Image boundary labeling items:
===============

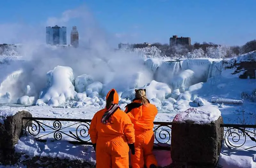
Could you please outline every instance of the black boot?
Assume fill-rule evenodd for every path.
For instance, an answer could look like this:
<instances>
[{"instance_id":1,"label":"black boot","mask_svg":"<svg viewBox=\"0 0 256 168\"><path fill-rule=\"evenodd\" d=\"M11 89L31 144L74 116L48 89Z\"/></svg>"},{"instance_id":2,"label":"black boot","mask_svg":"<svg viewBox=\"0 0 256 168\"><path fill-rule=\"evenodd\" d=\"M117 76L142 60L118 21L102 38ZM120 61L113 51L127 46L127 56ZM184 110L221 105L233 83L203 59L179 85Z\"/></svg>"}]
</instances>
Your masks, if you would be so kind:
<instances>
[{"instance_id":1,"label":"black boot","mask_svg":"<svg viewBox=\"0 0 256 168\"><path fill-rule=\"evenodd\" d=\"M150 164L149 166L149 168L157 168L157 166L154 164Z\"/></svg>"}]
</instances>

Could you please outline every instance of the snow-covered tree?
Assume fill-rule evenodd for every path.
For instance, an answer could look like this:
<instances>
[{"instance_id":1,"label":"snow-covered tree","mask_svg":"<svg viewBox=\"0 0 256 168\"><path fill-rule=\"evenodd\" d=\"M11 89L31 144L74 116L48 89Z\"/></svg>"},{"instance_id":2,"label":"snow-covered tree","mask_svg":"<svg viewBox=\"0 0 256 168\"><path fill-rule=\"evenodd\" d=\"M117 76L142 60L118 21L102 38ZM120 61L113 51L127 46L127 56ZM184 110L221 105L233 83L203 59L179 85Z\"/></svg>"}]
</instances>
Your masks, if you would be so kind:
<instances>
[{"instance_id":1,"label":"snow-covered tree","mask_svg":"<svg viewBox=\"0 0 256 168\"><path fill-rule=\"evenodd\" d=\"M204 52L201 48L196 49L189 52L186 55L188 58L197 58L204 57Z\"/></svg>"},{"instance_id":2,"label":"snow-covered tree","mask_svg":"<svg viewBox=\"0 0 256 168\"><path fill-rule=\"evenodd\" d=\"M207 57L216 59L231 57L235 56L235 54L233 53L230 47L222 46L208 47L205 54Z\"/></svg>"}]
</instances>

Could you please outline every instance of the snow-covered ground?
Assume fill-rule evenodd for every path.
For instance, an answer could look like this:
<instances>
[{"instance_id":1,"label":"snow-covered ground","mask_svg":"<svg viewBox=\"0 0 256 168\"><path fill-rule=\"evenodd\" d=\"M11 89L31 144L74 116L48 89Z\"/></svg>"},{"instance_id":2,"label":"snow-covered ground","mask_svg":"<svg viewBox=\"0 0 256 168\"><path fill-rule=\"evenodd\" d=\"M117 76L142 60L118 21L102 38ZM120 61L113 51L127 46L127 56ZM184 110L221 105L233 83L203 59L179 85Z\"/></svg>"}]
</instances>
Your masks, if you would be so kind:
<instances>
[{"instance_id":1,"label":"snow-covered ground","mask_svg":"<svg viewBox=\"0 0 256 168\"><path fill-rule=\"evenodd\" d=\"M244 100L242 104L211 102L211 98L215 97L228 99L235 103L242 100L242 92L251 94L256 88L256 80L240 79L239 73L232 74L234 69L225 68L221 60L145 59L123 51L108 52L108 57L85 56L85 60L78 62L80 57L69 55L74 51L65 49L66 52L47 49L44 52L54 54L53 58L45 58L52 60L49 65L47 61L27 57L7 59L8 63L0 65L1 122L7 115L22 110L29 111L33 117L91 119L95 112L104 107L107 92L114 88L123 109L134 97L134 89L146 89L148 98L158 109L155 121L171 122L177 113L192 107L218 109L225 123L256 123L255 102ZM226 61L231 63L235 60L237 62L249 60L245 58L255 59L255 53ZM58 56L60 54L63 58ZM50 122L48 124L52 125ZM219 161L223 167L256 166L256 156L252 152L227 149L225 147L222 149ZM29 136L21 137L15 150L31 156L77 158L90 162L95 159L89 146L74 145L64 141L47 141L45 144ZM237 155L244 156L241 162L237 161ZM246 165L246 163L251 164Z\"/></svg>"}]
</instances>

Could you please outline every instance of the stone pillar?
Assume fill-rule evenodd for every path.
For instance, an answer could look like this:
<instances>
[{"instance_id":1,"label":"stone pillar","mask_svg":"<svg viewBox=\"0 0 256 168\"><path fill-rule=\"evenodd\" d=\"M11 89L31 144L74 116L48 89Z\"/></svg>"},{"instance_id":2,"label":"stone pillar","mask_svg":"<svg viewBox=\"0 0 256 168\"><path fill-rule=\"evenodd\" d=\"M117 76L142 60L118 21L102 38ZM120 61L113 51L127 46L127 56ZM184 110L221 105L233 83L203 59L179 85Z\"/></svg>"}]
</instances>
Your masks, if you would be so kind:
<instances>
[{"instance_id":1,"label":"stone pillar","mask_svg":"<svg viewBox=\"0 0 256 168\"><path fill-rule=\"evenodd\" d=\"M0 161L3 164L16 163L19 158L14 148L21 135L23 117L32 117L32 115L26 111L20 111L13 116L7 117L4 124L0 123ZM23 121L23 128L26 121Z\"/></svg>"},{"instance_id":2,"label":"stone pillar","mask_svg":"<svg viewBox=\"0 0 256 168\"><path fill-rule=\"evenodd\" d=\"M213 168L218 162L223 136L224 129L220 127L222 117L218 109L205 111L203 107L189 108L173 120L171 145L173 167Z\"/></svg>"}]
</instances>

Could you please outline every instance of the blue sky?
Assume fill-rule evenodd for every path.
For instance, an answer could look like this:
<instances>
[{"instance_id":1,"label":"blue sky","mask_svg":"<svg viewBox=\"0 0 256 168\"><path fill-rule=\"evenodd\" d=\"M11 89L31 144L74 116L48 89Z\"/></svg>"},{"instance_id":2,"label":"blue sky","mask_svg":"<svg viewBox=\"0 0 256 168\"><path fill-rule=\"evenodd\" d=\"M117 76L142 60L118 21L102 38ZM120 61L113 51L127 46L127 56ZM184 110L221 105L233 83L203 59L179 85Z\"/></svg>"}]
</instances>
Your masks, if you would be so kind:
<instances>
[{"instance_id":1,"label":"blue sky","mask_svg":"<svg viewBox=\"0 0 256 168\"><path fill-rule=\"evenodd\" d=\"M192 43L228 45L243 45L256 38L255 0L4 1L0 10L0 36L17 31L19 26L11 29L7 26L16 24L36 27L44 33L45 26L54 25L47 25L49 18L61 18L65 11L83 5L117 46L120 42L168 43L174 34L190 37ZM71 18L59 25L70 30L75 25L81 32L86 24L83 22ZM18 42L17 37L20 36L14 37L12 40Z\"/></svg>"}]
</instances>

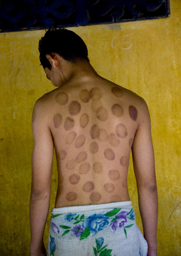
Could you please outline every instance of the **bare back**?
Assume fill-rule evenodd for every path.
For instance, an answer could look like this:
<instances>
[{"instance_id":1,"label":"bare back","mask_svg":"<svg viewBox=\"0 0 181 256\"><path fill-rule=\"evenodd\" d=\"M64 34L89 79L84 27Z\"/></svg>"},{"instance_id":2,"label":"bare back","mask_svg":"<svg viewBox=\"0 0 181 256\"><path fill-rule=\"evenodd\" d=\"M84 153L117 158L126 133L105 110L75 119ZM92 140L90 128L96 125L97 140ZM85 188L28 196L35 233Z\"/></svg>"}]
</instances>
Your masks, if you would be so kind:
<instances>
[{"instance_id":1,"label":"bare back","mask_svg":"<svg viewBox=\"0 0 181 256\"><path fill-rule=\"evenodd\" d=\"M129 200L129 156L140 98L98 76L45 94L58 176L55 207Z\"/></svg>"}]
</instances>

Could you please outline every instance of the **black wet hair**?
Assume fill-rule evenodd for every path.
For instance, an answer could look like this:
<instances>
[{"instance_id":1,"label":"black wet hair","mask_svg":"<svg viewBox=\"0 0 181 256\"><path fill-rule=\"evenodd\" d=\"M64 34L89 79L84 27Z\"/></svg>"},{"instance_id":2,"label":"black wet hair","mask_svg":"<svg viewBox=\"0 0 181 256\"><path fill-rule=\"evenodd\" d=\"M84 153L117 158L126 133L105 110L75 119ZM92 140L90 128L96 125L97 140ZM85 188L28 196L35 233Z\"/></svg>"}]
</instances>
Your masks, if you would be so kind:
<instances>
[{"instance_id":1,"label":"black wet hair","mask_svg":"<svg viewBox=\"0 0 181 256\"><path fill-rule=\"evenodd\" d=\"M88 61L88 52L82 39L64 28L50 28L39 42L40 60L43 68L51 67L46 54L56 53L64 60L73 63L84 58Z\"/></svg>"}]
</instances>

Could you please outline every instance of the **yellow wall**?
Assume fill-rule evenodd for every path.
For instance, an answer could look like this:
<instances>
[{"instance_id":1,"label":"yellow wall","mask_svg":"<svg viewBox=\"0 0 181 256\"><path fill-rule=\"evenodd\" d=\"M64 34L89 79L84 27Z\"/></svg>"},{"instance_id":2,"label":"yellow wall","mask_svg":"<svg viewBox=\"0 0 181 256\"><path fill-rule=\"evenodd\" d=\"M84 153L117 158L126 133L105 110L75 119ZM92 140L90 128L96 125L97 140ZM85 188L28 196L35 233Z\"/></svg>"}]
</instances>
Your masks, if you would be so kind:
<instances>
[{"instance_id":1,"label":"yellow wall","mask_svg":"<svg viewBox=\"0 0 181 256\"><path fill-rule=\"evenodd\" d=\"M181 255L181 1L170 1L166 19L72 28L87 43L98 73L147 102L159 196L159 256ZM31 113L36 101L54 88L39 66L38 44L44 34L43 30L0 34L2 256L28 255ZM57 185L55 161L53 169L51 208ZM141 227L131 162L128 187ZM45 243L48 226L47 221Z\"/></svg>"}]
</instances>

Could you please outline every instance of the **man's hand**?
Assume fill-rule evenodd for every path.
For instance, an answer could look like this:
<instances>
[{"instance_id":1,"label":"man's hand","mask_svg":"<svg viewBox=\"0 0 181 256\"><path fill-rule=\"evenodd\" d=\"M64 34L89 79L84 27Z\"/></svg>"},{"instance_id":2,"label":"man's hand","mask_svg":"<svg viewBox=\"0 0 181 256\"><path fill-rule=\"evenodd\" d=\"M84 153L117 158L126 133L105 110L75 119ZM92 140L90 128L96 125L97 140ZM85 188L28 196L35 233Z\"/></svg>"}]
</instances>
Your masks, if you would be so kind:
<instances>
[{"instance_id":1,"label":"man's hand","mask_svg":"<svg viewBox=\"0 0 181 256\"><path fill-rule=\"evenodd\" d=\"M151 251L148 249L147 256L157 256L157 252L156 251Z\"/></svg>"}]
</instances>

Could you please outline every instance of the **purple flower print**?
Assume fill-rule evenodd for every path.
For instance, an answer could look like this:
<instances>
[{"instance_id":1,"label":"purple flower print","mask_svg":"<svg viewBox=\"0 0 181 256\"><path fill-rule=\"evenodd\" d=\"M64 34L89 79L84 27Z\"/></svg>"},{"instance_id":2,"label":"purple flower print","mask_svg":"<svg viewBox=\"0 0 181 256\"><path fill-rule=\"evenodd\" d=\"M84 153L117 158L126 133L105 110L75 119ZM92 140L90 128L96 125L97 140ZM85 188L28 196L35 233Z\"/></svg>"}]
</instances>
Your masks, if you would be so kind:
<instances>
[{"instance_id":1,"label":"purple flower print","mask_svg":"<svg viewBox=\"0 0 181 256\"><path fill-rule=\"evenodd\" d=\"M55 223L53 223L53 222L52 222L52 229L53 231L54 232L54 233L55 233L55 234L57 234L57 233L58 234L59 234L60 231L58 229L58 228L57 226L55 224Z\"/></svg>"},{"instance_id":2,"label":"purple flower print","mask_svg":"<svg viewBox=\"0 0 181 256\"><path fill-rule=\"evenodd\" d=\"M73 232L73 234L76 236L76 237L79 237L80 236L82 232L83 229L81 227L81 225L76 225L74 227L72 227L71 231Z\"/></svg>"},{"instance_id":3,"label":"purple flower print","mask_svg":"<svg viewBox=\"0 0 181 256\"><path fill-rule=\"evenodd\" d=\"M126 215L128 214L127 211L121 211L117 215L117 219L110 224L110 227L114 231L116 230L116 229L119 227L123 227L125 222L127 222Z\"/></svg>"},{"instance_id":4,"label":"purple flower print","mask_svg":"<svg viewBox=\"0 0 181 256\"><path fill-rule=\"evenodd\" d=\"M68 213L65 216L64 219L68 221L71 221L76 215L77 215L76 213Z\"/></svg>"},{"instance_id":5,"label":"purple flower print","mask_svg":"<svg viewBox=\"0 0 181 256\"><path fill-rule=\"evenodd\" d=\"M131 218L134 218L134 211L133 211L131 214L130 214Z\"/></svg>"}]
</instances>

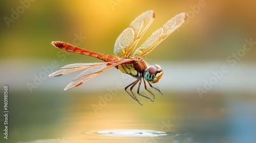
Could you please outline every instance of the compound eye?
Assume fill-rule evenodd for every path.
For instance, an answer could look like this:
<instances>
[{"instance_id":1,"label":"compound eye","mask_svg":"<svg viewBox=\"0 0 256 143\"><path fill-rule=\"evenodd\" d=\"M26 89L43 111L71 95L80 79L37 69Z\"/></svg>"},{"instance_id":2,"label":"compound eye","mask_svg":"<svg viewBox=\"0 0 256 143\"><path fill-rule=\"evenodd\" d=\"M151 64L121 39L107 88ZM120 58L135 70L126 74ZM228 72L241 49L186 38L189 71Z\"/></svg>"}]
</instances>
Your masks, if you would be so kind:
<instances>
[{"instance_id":1,"label":"compound eye","mask_svg":"<svg viewBox=\"0 0 256 143\"><path fill-rule=\"evenodd\" d=\"M156 65L155 65L155 67L157 68L157 72L160 72L161 71L162 71L162 68L161 68L161 67L160 67L159 65L157 65L157 64L156 64Z\"/></svg>"},{"instance_id":2,"label":"compound eye","mask_svg":"<svg viewBox=\"0 0 256 143\"><path fill-rule=\"evenodd\" d=\"M156 74L157 72L157 68L155 66L151 66L148 68L148 74L152 75L153 74Z\"/></svg>"}]
</instances>

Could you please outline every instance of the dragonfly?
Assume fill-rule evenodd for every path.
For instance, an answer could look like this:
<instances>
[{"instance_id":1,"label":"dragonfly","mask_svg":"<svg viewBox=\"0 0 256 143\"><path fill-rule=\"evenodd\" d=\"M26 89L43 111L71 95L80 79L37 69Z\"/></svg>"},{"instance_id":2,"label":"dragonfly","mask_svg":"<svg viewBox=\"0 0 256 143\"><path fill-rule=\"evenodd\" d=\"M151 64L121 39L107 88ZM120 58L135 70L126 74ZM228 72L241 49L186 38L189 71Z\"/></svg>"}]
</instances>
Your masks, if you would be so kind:
<instances>
[{"instance_id":1,"label":"dragonfly","mask_svg":"<svg viewBox=\"0 0 256 143\"><path fill-rule=\"evenodd\" d=\"M64 90L66 90L78 86L115 67L122 73L128 74L136 79L135 81L124 88L126 92L133 99L141 105L143 104L139 100L138 96L154 101L154 91L159 92L162 95L163 94L158 87L153 86L152 84L157 83L162 78L163 72L158 65L148 65L143 60L143 57L184 23L187 17L187 14L180 13L168 20L139 46L131 56L139 41L151 25L155 16L156 13L153 10L148 10L136 18L116 39L114 46L115 56L94 52L63 42L52 42L51 43L57 48L97 58L104 62L69 64L49 76L56 77L86 69L66 87ZM140 91L142 81L144 90ZM150 86L150 88L147 87L146 83ZM134 91L133 89L137 84L137 91Z\"/></svg>"}]
</instances>

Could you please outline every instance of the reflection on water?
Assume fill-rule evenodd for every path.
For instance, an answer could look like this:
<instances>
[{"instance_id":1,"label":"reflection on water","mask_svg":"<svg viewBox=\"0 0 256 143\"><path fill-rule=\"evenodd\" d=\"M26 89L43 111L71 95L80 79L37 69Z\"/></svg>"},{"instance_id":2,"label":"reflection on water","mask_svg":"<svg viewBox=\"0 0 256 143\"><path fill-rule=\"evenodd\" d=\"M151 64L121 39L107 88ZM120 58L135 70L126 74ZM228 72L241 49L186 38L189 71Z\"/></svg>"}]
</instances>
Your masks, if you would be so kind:
<instances>
[{"instance_id":1,"label":"reflection on water","mask_svg":"<svg viewBox=\"0 0 256 143\"><path fill-rule=\"evenodd\" d=\"M113 136L145 136L154 137L166 135L165 132L141 129L114 129L100 131L96 134Z\"/></svg>"},{"instance_id":2,"label":"reflection on water","mask_svg":"<svg viewBox=\"0 0 256 143\"><path fill-rule=\"evenodd\" d=\"M9 142L256 141L249 93L164 92L140 106L122 90L96 113L92 105L104 93L45 91L10 97Z\"/></svg>"}]
</instances>

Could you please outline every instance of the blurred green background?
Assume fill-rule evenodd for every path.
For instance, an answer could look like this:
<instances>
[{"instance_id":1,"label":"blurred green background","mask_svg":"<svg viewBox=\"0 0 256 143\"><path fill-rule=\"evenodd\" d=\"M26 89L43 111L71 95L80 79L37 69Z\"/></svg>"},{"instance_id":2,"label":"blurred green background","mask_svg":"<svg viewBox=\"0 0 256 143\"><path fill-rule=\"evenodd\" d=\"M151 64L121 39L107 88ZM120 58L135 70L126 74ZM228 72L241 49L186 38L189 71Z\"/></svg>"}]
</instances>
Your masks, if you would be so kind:
<instances>
[{"instance_id":1,"label":"blurred green background","mask_svg":"<svg viewBox=\"0 0 256 143\"><path fill-rule=\"evenodd\" d=\"M0 2L1 90L3 91L5 85L9 87L10 138L3 141L22 142L48 139L53 140L46 140L46 142L61 141L62 136L69 135L70 132L82 130L77 127L84 126L74 125L82 121L96 123L93 124L95 126L88 127L90 131L102 129L100 127L129 127L114 125L115 123L123 123L125 120L154 123L156 125L152 128L159 130L163 120L170 120L173 124L180 125L176 127L189 128L190 125L201 127L200 123L191 123L189 120L183 119L217 120L226 126L232 124L232 122L238 125L254 118L249 120L251 124L243 126L242 130L239 128L238 130L255 132L250 127L256 126L256 44L251 44L248 51L242 51L246 40L256 41L256 2L32 1ZM120 72L112 69L76 89L64 91L63 89L78 73L54 78L47 77L46 74L67 64L101 62L56 49L51 45L52 41L64 41L90 51L113 54L115 41L119 35L134 18L148 10L156 12L156 18L138 45L175 15L184 12L188 14L185 23L145 57L149 64L160 65L164 73L158 83L164 95L156 96L154 103L142 99L144 105L139 107L124 90L119 90L116 97L108 102L109 105L104 106L96 115L92 105L98 103L99 96L108 93L108 88L115 87L117 82L121 82L124 87L134 79L123 77ZM236 58L233 54L242 56ZM230 56L232 62L227 59ZM52 62L57 65L53 67ZM209 92L199 96L197 89L203 88L204 80L208 81L214 76L212 72L220 70L223 65L228 67L229 72ZM3 98L1 98L1 114L3 105ZM127 110L126 114L123 109ZM212 116L214 117L210 117ZM232 116L245 118L235 121L225 120L227 116ZM147 120L152 116L155 117ZM181 119L185 123L178 121ZM4 118L0 120L3 131ZM104 124L102 122L105 120L108 121L105 126L113 126L99 124ZM185 123L190 125L184 125ZM238 134L242 137L238 137L238 132L230 132L237 131L230 127L236 127L232 125L223 127L224 137L219 142L255 141L250 134L245 136ZM136 127L145 128L142 125ZM82 138L80 136L75 138ZM196 142L205 142L203 138L201 139ZM0 140L2 139L1 136ZM80 141L72 140L74 140L70 139L69 141Z\"/></svg>"}]
</instances>

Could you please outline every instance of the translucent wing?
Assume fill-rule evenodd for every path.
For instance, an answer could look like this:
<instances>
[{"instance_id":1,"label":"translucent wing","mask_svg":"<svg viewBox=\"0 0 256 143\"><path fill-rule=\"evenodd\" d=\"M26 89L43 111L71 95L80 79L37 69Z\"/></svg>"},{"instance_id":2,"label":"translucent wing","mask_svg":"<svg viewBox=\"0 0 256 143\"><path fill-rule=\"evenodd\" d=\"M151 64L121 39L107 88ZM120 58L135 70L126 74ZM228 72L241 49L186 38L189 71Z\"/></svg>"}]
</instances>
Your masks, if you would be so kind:
<instances>
[{"instance_id":1,"label":"translucent wing","mask_svg":"<svg viewBox=\"0 0 256 143\"><path fill-rule=\"evenodd\" d=\"M116 39L114 53L119 58L131 56L143 35L152 23L155 13L149 10L134 19Z\"/></svg>"},{"instance_id":2,"label":"translucent wing","mask_svg":"<svg viewBox=\"0 0 256 143\"><path fill-rule=\"evenodd\" d=\"M153 50L161 42L179 27L186 20L187 14L182 13L169 20L161 28L156 31L138 49L134 57L143 57Z\"/></svg>"},{"instance_id":3,"label":"translucent wing","mask_svg":"<svg viewBox=\"0 0 256 143\"><path fill-rule=\"evenodd\" d=\"M105 64L106 63L75 63L65 65L61 67L61 69L56 71L49 75L49 77L59 76L77 70L87 68Z\"/></svg>"},{"instance_id":4,"label":"translucent wing","mask_svg":"<svg viewBox=\"0 0 256 143\"><path fill-rule=\"evenodd\" d=\"M64 90L66 90L74 87L80 85L84 82L98 76L108 69L127 61L129 61L125 60L114 62L105 62L103 63L103 64L101 64L96 66L90 67L79 74L66 86L66 87L64 89Z\"/></svg>"}]
</instances>

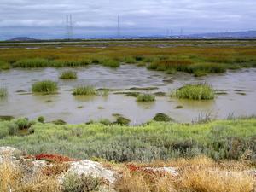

===============

Written exercise:
Pull out every line in the entries above that contains the word "tree". Letter case matters, so count only lines where it appears in that exact case.

The response:
Could you please outline every instance of the snow-covered tree?
[{"instance_id":1,"label":"snow-covered tree","mask_svg":"<svg viewBox=\"0 0 256 168\"><path fill-rule=\"evenodd\" d=\"M11 89L31 144L74 116L48 89Z\"/></svg>"},{"instance_id":2,"label":"snow-covered tree","mask_svg":"<svg viewBox=\"0 0 256 168\"><path fill-rule=\"evenodd\" d=\"M117 76L142 60L118 21L102 38ZM120 61L113 51L127 46L127 56ZM184 110L221 105L233 83L203 59L179 85Z\"/></svg>"}]
[{"instance_id":1,"label":"snow-covered tree","mask_svg":"<svg viewBox=\"0 0 256 168\"><path fill-rule=\"evenodd\" d=\"M204 52L201 48L196 49L189 52L186 55L188 58L197 58L204 57Z\"/></svg>"},{"instance_id":2,"label":"snow-covered tree","mask_svg":"<svg viewBox=\"0 0 256 168\"><path fill-rule=\"evenodd\" d=\"M207 57L216 59L231 57L235 56L235 54L233 53L230 47L222 46L208 47L205 54Z\"/></svg>"}]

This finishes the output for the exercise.